>>>>>
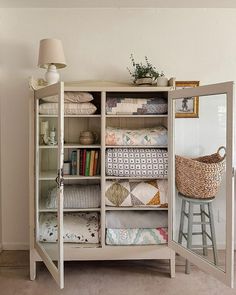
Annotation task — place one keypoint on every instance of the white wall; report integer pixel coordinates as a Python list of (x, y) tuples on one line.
[(191, 44)]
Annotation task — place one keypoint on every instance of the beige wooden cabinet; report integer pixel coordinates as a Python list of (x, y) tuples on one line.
[(46, 164)]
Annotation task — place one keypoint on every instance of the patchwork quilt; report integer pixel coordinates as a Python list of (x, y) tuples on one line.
[(137, 162), (78, 227), (145, 136), (136, 236), (130, 193)]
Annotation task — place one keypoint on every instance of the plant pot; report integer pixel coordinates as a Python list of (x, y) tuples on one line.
[(144, 81), (162, 81)]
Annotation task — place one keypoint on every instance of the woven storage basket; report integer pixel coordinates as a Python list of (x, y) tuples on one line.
[(200, 177)]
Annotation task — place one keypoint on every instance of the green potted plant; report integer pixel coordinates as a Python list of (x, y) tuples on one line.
[(143, 74), (162, 81)]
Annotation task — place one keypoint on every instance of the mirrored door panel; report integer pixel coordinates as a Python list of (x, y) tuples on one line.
[(202, 193), (49, 178)]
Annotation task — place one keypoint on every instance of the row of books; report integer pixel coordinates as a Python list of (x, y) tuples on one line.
[(85, 162)]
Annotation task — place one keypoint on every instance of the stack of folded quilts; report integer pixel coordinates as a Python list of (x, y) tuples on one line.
[(136, 228)]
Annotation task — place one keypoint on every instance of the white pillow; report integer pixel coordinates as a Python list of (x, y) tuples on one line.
[(85, 108), (73, 96)]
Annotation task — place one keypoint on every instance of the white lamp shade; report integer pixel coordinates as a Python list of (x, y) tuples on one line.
[(51, 52)]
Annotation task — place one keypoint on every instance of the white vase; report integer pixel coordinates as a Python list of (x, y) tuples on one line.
[(52, 76), (144, 81), (162, 81)]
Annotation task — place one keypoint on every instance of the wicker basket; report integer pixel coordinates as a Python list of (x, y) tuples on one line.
[(200, 177)]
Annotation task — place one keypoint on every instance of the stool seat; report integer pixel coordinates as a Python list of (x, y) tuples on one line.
[(206, 219), (196, 200)]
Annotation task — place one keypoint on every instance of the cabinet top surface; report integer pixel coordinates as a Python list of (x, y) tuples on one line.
[(112, 86)]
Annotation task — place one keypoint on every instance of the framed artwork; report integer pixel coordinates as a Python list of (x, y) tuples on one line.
[(187, 107)]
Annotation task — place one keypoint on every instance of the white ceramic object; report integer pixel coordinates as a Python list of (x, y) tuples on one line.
[(162, 81), (144, 81), (52, 76)]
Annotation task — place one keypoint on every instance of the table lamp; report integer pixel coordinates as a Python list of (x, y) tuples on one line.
[(51, 57)]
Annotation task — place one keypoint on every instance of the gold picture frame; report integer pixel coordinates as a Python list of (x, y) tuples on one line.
[(187, 107)]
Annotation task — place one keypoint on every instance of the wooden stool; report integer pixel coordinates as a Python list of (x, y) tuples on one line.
[(203, 223)]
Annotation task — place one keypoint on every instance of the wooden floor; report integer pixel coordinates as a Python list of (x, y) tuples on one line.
[(105, 278)]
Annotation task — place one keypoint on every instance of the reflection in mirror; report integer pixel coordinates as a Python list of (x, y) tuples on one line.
[(200, 179)]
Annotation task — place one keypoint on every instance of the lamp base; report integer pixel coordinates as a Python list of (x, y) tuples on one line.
[(52, 76)]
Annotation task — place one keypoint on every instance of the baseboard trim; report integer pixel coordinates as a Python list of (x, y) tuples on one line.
[(15, 246)]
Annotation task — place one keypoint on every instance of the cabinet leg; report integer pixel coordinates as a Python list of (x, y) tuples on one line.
[(172, 266), (32, 267)]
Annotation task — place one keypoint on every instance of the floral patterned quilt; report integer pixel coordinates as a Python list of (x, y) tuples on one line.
[(144, 137), (137, 162), (140, 236)]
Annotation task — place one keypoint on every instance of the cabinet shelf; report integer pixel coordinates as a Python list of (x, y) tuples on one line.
[(136, 146), (71, 116), (137, 116), (46, 210), (130, 177), (51, 175), (109, 208), (72, 146)]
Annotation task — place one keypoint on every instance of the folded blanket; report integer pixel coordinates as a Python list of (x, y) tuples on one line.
[(136, 219), (140, 106), (144, 136), (137, 162), (136, 236), (84, 108), (78, 227), (131, 193), (76, 196)]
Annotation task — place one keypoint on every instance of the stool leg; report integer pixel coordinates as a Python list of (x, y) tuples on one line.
[(204, 236), (213, 235), (189, 237), (181, 225)]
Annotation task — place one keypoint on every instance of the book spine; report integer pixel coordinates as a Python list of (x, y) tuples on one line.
[(84, 162), (81, 162), (87, 166), (73, 163), (78, 162), (91, 163), (98, 163), (95, 163)]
<<<<<
Required work:
Write the listing out a second time exactly, dropping all images.

Output:
Annotation task — place one keypoint on every instance of the white wall; report integer pixel coordinates as a Python list of (x, y) tuples on one line.
[(191, 44)]
Annotation task — place one keypoint on every instance of the beige wooden cabinet; report integer pixel coordinates as a Python list of (x, y) tuples on one line.
[(46, 164)]
Annotation task — place one keypoint on every instance of the patchwork quilt; report integer pixel coordinates as a Python list of (x, y) tuples on one line.
[(137, 162), (78, 227), (145, 136), (136, 236), (130, 193)]
Annotation task — place one keypoint on every instance of the plant pot; report integer pixel coordinates as a Python list of (x, y) tuples on one line.
[(144, 81), (162, 81)]
Annotation task — place one keypoint on every instance of the woven storage basket; report integer pixel coordinates as a Python list of (x, y) tuples on one line.
[(200, 177)]
Annotation task — place one keypoint on every instance of the green potted plant; report integer pixel coordinates as a Python list of (x, y) tuples on one line.
[(143, 74), (162, 81)]
Annotation task — place one keypoint on every instance of the mirrored door panel; report integer pixel coordinates as a Python list of (x, y) tuples on one line.
[(202, 193), (49, 178)]
Annotation task — place one keypoint on every instance of the row of books; report integer pixel coordinates as a Python list of (x, y) tuples on one line.
[(85, 162)]
Annotation task — place one keypoint on every instance of the stack of folded quilts; report integer pixel coordinates as a Python list of (x, y) tuples on one line.
[(136, 228)]
Annotation task — place one keypoint on every instance of the white pillow; report integer pixel coordinates as a Python list of (x, y) tuples on one line.
[(85, 108), (73, 96)]
Annotation task — place one keypoint on every instance of the white lamp shade; report integer pixel coordinates as a Python list of (x, y) tuples on one line.
[(51, 52)]
Annotation task — place one keypoint on every instance of the white vase; report integer pixel coordinates as a Python list of (x, y) tuples on one line.
[(52, 76), (144, 81), (162, 81)]
Annotation task — place one keypoint on every instance of the wicker basket; report integer pixel coordinates as a Python list of (x, y) tuples on one line.
[(200, 177)]
Annotation task — place one keypoint on every instance of the stool seat; report integer pixel coordinates as a Python list of (x, y) tuples on one line.
[(206, 219), (196, 200)]
Annotation task — place one keypoint on every instance of the cabinet top surface; report integer pixel coordinates as a Python list of (x, y) tuples on one line.
[(112, 86)]
Annotation task — place one keypoint on every instance of the framed artwork; report integer pixel coordinates as a Python list of (x, y) tuples on one line.
[(187, 107)]
Annotation task — place one keypoint on every instance of the white ceramic object; report integer pixel coordinates as a Python list of (x, y) tuples on one line.
[(162, 81), (144, 81), (52, 76)]
Annotation task — place one keypoint on every instance of the table lamp; report integer pixel coordinates as a Python list of (x, y) tuples on one line.
[(51, 57)]
Annotation task — place one keypoint on every instance of the gold picture frame; report integer pixel coordinates as a Python list of (x, y) tuples on one line.
[(187, 107)]
Annotation task — place one keypoint on every instance of the wooden stool; report integer pixel coordinates as a Python list of (x, y) tuples on one line.
[(203, 223)]
Annotation task — place one keypoint on every instance of the wooden floor; report integer pixel coordinates as a Python list of (x, y) tuples on one line.
[(105, 278)]
Annotation task — place one keypoint on every instance of the reflection in mirror; report integer pixel coordinates as a Python list of (x, y) tuples on one line.
[(200, 179)]
Annotation task — place one keypoint on every instance of the lamp base; report integer pixel coordinates as a Python list of (x, y) tuples on one line.
[(52, 76)]
Annotation task — place one keypoint on every instance of the baseboard trim; report integer pixel coordinates as a Python list of (x, y) tuples on one line.
[(15, 246)]
Annotation task — place one keypoint on every instance of the cabinet leg; report integer pixel coordinates as a Python list of (x, y) tuples on one line.
[(172, 266), (32, 267)]
Annotation task — place one keypoint on every instance of the floral patterned quilt; report integer pixel coordinates as a Python list of (x, y) tuples on one line.
[(144, 137), (137, 162), (140, 236)]
Annotation task — place one keypoint on every instance of the cabinet shelf; report integer pixel coordinates as a Python list of (x, y) tuples on one line.
[(136, 146), (71, 116), (137, 116), (46, 210), (130, 177), (51, 175), (109, 208), (72, 146)]
Annotation task — place one keypoint on every instance of the folded blanket; report integer pixel coordinates as a Python list of (x, y) tuples on one line.
[(136, 219), (140, 106), (144, 136), (137, 162), (136, 236), (84, 108), (78, 227), (131, 193), (76, 196)]
Annotation task — place one keypoint on every instance of the stool leg; report integer pixel coordinates as a Python list of (x, y) tuples on one line.
[(204, 236), (213, 235), (189, 237), (181, 225)]
Annotation task — place one keypoint on every instance of the book spine; report integer pixel coordinates as a Python list of (x, y) tuples on one line.
[(84, 162), (81, 162), (87, 166), (73, 163), (78, 162), (91, 163), (98, 163), (95, 163)]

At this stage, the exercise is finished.